Exercise:
Report every line of the material that contains the string "pool".

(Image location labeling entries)
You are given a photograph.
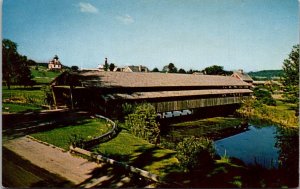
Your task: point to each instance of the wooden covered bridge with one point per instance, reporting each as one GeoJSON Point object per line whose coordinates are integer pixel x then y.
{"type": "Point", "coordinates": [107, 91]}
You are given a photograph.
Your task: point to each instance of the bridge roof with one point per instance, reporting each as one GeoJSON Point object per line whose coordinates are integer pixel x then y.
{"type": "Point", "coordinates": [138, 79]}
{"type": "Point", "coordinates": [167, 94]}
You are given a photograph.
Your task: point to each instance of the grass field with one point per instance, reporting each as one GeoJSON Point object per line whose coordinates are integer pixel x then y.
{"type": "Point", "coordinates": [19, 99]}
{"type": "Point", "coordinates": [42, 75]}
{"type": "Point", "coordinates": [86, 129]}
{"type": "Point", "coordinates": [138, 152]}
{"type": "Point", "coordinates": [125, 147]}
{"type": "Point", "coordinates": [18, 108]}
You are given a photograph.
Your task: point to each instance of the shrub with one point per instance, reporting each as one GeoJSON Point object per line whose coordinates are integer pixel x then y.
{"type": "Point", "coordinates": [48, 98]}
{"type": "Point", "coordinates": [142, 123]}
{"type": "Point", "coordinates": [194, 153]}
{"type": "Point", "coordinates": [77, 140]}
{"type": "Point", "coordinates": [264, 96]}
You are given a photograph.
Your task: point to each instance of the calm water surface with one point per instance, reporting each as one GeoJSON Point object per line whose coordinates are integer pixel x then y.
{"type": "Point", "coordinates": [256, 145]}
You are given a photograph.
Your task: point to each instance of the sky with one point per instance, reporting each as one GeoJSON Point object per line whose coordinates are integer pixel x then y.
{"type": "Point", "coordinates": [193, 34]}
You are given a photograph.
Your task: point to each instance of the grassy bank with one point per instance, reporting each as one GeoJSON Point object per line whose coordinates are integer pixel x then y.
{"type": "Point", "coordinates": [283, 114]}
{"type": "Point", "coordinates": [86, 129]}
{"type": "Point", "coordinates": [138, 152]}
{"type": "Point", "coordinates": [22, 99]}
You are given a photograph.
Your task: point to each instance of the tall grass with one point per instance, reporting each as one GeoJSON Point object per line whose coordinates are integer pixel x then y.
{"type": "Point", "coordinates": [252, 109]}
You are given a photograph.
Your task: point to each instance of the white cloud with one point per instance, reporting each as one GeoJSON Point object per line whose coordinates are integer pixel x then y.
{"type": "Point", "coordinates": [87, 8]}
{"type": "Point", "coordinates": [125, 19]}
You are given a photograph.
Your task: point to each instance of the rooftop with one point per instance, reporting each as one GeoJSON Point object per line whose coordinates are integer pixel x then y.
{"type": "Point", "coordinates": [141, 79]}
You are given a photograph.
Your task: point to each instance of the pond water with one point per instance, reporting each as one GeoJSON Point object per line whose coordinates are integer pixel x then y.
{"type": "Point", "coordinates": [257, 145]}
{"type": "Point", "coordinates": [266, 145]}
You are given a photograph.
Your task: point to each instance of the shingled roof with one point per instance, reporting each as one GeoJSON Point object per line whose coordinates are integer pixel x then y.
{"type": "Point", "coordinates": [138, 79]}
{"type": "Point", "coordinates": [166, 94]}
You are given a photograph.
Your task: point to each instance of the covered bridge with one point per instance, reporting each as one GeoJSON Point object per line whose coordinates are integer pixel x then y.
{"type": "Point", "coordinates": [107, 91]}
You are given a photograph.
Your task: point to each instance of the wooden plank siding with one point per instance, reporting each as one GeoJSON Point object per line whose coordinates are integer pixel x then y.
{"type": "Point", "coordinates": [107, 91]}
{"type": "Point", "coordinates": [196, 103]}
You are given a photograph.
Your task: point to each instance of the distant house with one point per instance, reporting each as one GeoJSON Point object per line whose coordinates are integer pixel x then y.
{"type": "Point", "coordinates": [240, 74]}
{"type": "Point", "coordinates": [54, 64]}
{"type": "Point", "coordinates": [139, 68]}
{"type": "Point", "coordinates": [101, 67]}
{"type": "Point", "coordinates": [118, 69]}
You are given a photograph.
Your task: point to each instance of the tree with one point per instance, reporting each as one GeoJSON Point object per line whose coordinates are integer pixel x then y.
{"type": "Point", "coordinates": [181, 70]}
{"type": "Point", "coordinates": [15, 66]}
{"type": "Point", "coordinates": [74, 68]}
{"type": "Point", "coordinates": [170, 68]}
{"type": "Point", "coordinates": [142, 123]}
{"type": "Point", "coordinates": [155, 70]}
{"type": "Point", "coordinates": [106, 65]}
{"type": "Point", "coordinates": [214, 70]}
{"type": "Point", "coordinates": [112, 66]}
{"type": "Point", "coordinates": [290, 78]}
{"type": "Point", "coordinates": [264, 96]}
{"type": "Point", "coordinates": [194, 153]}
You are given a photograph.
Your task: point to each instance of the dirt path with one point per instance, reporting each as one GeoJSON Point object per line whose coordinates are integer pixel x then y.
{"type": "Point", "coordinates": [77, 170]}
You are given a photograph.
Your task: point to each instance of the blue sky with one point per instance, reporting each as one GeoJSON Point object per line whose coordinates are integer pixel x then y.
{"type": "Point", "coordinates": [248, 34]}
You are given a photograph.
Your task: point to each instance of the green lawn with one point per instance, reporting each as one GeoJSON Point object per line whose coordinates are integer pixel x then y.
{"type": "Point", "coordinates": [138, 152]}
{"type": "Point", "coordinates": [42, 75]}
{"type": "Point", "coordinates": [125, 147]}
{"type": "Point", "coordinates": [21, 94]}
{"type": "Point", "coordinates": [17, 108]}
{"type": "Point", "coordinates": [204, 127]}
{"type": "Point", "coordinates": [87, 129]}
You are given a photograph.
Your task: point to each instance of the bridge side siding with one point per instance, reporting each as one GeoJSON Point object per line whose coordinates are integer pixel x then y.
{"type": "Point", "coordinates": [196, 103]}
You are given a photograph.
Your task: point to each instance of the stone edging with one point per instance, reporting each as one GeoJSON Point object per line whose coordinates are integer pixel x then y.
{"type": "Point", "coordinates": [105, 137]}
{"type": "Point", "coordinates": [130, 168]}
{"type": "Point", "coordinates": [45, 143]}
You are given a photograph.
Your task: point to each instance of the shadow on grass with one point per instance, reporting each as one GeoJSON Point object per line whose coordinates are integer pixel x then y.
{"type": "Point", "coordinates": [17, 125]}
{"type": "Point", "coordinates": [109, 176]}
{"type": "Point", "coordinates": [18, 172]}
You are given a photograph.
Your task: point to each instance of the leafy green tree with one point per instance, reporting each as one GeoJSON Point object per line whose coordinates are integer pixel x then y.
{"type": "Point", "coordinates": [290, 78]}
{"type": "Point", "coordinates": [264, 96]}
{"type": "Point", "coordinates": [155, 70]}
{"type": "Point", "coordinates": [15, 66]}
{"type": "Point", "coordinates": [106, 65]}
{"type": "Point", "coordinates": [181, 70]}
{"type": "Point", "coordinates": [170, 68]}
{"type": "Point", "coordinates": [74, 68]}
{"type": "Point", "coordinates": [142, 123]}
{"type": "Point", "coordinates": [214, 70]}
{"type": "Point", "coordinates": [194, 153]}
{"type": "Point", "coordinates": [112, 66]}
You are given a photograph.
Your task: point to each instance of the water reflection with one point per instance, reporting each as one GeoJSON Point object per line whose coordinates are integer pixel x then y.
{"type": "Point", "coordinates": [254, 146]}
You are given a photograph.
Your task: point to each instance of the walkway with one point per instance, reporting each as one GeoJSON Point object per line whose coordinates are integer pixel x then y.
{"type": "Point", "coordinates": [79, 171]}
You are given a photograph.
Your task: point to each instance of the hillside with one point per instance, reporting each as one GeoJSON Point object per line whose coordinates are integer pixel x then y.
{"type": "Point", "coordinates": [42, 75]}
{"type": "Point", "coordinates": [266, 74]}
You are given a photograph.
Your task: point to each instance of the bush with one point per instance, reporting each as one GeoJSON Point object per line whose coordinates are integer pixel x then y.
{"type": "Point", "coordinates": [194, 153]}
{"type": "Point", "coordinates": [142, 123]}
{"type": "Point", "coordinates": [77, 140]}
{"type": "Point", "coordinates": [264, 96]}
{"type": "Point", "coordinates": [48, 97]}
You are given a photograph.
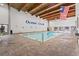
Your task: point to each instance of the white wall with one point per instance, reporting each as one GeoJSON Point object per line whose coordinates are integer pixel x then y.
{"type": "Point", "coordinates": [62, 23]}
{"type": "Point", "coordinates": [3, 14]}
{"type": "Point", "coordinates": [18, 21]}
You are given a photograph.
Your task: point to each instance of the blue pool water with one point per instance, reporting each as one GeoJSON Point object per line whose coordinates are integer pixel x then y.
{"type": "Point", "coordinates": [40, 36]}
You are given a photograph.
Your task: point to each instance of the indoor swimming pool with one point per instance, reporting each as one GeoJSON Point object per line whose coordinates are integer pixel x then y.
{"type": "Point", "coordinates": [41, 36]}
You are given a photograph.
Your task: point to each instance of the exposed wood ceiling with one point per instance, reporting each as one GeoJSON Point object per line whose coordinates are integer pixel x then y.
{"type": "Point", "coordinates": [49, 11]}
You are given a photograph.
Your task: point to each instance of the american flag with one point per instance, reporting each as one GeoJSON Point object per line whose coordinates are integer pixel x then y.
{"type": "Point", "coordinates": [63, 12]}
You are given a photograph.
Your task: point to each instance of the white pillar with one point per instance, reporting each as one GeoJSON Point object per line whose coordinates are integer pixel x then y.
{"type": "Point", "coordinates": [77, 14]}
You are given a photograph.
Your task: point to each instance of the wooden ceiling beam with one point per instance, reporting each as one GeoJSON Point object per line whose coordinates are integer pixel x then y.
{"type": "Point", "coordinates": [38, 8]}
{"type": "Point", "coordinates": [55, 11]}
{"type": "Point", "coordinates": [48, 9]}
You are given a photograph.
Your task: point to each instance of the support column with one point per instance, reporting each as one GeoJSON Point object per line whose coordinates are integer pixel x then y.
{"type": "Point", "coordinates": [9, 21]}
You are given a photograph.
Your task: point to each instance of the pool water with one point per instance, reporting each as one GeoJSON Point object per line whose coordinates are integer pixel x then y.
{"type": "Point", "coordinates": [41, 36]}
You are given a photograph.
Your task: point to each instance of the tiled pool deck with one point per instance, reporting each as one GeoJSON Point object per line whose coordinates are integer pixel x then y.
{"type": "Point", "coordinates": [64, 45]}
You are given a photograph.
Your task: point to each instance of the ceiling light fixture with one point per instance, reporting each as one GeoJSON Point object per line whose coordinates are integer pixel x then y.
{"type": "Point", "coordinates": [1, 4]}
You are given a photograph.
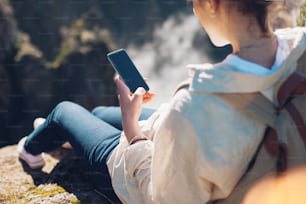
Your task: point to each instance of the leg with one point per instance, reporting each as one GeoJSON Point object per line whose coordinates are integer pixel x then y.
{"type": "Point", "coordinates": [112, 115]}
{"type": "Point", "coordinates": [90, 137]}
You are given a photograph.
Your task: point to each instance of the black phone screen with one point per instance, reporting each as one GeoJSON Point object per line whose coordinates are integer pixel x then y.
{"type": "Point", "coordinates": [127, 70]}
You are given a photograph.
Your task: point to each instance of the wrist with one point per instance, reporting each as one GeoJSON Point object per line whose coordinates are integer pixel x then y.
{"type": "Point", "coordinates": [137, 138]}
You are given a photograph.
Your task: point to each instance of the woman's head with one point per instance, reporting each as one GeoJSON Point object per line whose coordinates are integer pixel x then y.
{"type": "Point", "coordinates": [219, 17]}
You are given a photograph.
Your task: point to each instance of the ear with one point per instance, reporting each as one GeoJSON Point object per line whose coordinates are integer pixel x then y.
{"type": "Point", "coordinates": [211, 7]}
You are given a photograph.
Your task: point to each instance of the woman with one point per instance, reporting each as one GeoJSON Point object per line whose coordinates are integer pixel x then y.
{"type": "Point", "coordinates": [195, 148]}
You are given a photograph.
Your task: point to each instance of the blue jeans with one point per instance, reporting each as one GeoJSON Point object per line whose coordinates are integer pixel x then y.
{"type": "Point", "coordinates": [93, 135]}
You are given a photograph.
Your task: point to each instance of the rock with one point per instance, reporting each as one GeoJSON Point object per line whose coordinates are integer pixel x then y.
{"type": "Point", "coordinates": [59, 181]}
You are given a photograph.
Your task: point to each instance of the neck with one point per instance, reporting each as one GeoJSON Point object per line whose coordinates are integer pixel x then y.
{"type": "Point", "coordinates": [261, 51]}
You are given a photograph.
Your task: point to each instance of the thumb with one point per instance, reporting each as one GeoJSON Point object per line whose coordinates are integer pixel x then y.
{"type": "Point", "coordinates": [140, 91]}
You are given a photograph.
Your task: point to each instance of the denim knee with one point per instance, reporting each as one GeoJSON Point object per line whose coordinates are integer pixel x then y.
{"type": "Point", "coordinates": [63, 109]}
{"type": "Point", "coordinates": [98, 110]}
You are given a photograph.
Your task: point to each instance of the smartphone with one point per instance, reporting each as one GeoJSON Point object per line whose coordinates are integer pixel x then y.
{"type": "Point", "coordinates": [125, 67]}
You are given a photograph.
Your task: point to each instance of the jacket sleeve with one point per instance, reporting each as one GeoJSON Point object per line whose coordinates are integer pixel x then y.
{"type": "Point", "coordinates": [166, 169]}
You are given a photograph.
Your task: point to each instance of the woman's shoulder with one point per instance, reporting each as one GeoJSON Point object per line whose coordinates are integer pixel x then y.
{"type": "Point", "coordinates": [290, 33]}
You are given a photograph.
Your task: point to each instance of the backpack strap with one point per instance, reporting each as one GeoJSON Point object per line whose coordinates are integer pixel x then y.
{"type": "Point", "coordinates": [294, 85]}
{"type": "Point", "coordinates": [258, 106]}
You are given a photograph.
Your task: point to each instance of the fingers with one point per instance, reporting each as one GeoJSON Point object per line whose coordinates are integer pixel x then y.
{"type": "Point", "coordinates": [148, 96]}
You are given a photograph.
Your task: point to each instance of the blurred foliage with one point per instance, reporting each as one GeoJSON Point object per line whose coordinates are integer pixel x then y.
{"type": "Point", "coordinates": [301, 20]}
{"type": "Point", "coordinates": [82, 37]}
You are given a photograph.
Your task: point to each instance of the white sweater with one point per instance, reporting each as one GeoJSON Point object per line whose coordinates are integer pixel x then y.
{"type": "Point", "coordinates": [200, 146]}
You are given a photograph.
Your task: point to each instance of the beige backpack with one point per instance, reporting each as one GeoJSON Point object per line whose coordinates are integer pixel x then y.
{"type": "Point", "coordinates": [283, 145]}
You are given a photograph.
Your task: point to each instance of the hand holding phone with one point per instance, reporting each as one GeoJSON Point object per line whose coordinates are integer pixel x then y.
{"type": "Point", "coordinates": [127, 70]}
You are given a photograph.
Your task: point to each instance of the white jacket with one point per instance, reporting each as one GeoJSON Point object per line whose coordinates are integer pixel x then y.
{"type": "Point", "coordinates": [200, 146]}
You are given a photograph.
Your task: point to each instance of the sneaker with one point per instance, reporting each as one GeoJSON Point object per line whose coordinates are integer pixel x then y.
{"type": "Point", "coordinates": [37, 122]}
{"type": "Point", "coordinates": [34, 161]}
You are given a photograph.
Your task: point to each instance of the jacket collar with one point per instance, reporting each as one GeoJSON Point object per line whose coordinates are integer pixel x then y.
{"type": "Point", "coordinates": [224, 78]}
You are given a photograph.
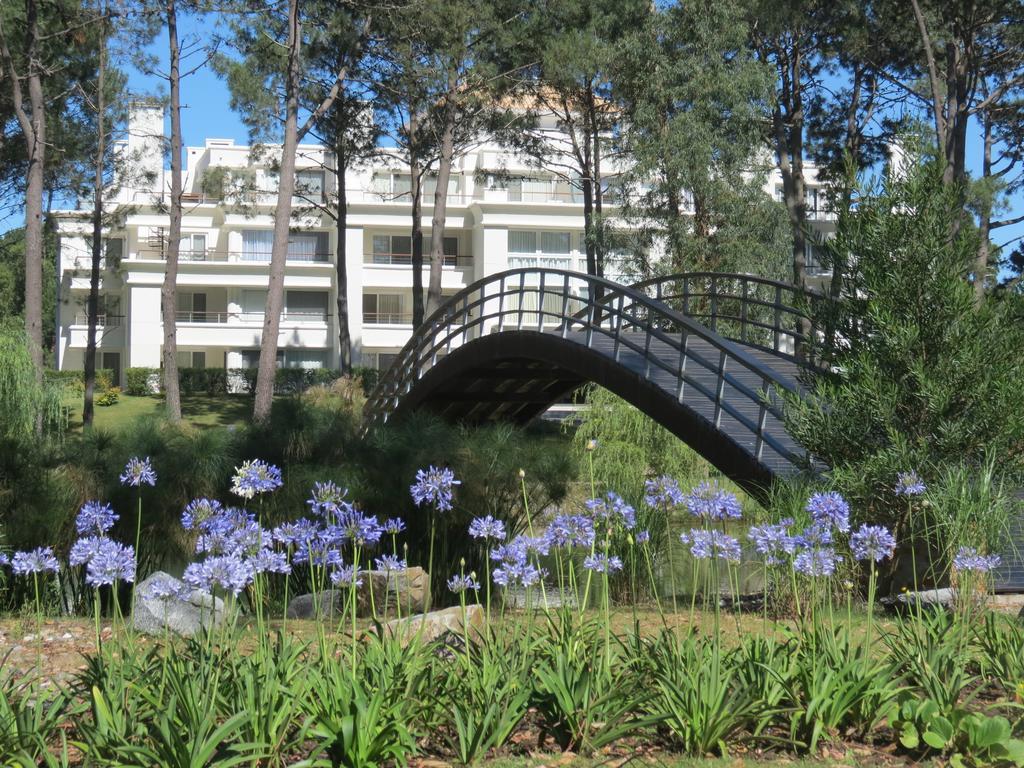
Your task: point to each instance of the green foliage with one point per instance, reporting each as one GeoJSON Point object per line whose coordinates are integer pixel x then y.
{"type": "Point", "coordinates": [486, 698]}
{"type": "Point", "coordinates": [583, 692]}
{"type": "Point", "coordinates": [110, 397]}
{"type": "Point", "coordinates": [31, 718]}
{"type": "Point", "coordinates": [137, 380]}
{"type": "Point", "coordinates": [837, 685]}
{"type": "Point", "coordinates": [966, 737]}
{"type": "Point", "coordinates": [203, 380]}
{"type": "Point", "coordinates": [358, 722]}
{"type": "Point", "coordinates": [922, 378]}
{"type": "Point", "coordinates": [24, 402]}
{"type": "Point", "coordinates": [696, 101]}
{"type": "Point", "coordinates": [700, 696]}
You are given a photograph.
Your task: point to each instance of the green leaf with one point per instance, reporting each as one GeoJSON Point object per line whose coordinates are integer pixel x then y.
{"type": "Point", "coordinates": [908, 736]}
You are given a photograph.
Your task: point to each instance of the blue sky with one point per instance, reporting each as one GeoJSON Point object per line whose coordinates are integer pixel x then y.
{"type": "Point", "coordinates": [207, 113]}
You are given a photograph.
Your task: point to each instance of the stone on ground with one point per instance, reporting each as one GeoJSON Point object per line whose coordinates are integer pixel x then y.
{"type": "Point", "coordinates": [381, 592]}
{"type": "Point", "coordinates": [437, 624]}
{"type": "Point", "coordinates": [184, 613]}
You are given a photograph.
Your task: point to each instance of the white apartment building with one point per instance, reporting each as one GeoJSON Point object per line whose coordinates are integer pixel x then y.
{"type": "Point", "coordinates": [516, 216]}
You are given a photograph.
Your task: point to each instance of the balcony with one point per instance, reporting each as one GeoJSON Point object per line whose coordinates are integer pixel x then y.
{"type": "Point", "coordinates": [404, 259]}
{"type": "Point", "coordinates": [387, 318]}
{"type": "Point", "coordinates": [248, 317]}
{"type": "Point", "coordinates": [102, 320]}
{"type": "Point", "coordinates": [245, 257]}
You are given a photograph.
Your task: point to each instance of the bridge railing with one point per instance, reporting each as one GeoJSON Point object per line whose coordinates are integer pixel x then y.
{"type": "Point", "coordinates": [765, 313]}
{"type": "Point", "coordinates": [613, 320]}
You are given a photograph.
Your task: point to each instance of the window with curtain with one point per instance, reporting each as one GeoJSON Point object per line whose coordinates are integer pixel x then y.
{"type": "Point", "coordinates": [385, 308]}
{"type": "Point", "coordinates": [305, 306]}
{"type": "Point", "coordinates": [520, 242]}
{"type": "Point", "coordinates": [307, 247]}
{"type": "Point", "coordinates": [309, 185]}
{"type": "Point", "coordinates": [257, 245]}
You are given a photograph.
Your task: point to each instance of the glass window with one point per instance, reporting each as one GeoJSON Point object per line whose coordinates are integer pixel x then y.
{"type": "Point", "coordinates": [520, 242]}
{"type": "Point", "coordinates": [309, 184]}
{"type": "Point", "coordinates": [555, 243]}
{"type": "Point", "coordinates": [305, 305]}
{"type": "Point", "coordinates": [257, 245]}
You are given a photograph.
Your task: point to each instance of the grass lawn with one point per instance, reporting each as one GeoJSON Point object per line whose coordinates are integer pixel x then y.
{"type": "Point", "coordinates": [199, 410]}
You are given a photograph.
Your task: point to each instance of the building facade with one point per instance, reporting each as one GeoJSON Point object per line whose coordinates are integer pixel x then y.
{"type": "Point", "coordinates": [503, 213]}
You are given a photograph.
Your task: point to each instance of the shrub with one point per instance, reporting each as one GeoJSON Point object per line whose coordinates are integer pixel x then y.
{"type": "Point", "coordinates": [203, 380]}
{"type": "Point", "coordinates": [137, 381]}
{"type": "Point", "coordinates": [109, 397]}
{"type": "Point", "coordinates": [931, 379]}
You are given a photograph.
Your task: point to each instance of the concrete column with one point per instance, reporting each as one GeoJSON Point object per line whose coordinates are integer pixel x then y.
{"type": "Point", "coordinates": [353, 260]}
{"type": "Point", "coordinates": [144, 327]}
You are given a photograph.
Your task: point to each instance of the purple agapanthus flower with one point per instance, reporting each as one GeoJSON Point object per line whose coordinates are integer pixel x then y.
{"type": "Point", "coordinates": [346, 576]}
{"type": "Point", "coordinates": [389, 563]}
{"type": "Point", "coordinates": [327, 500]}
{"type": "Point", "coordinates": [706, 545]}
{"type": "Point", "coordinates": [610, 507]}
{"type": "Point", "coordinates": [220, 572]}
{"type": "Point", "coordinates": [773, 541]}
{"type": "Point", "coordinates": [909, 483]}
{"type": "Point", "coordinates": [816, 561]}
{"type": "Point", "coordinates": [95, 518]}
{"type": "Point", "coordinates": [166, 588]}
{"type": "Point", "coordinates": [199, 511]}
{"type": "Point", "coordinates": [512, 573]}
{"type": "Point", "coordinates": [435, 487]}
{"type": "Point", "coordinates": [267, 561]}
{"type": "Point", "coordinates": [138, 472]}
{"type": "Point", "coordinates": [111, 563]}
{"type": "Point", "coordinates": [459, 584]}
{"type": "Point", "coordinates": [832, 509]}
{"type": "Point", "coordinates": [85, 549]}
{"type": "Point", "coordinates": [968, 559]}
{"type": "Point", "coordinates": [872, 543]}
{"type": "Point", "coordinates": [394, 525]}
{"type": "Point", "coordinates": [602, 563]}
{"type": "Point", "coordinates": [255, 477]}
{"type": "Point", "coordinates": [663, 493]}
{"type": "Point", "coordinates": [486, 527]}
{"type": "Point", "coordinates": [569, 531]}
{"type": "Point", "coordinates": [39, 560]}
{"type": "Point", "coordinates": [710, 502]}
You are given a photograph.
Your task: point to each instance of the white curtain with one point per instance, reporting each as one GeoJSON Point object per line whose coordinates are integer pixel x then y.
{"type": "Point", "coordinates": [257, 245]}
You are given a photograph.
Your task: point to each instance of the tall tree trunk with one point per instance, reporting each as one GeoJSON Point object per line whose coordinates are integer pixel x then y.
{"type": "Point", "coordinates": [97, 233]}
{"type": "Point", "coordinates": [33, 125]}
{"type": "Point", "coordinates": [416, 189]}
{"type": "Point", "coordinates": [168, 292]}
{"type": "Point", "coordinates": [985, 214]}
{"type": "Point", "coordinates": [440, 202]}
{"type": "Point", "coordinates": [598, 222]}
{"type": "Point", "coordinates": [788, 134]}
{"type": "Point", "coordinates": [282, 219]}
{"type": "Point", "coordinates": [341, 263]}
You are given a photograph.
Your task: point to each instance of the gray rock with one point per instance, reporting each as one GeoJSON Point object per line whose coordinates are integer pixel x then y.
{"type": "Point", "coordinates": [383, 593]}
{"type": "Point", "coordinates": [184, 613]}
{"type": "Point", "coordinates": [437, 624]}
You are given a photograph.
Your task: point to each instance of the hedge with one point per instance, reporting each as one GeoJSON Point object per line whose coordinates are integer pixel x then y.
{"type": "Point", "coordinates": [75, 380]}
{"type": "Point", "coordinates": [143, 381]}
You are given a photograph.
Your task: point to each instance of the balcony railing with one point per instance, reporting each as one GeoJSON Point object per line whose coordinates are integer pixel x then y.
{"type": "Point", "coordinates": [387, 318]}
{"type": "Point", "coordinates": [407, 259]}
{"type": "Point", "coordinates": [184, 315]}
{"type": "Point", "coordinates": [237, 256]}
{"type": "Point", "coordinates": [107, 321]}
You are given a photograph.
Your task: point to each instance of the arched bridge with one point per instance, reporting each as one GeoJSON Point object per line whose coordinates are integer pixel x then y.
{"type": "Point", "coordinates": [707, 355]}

Written response:
Your task: point to each instance of the blue pool water with one point per instance, reporting each as one GeoJSON Point object per line whose coordinates are integer pixel x then y.
Your task: point to each instance of the indoor swimming pool with one point per instance, reporting each as one GeoJSON Point object per line whose coordinates are integer pixel x then y.
Your task: point to each instance of the pool water with one point per instance, reporting each as one GeoJSON Point object per line whose coordinates are integer pixel x then y.
Your task: point to each instance of the tiled pool deck with one point per instance, reporting each as one GeoJSON Point object per line whose coordinates are integer pixel x then y.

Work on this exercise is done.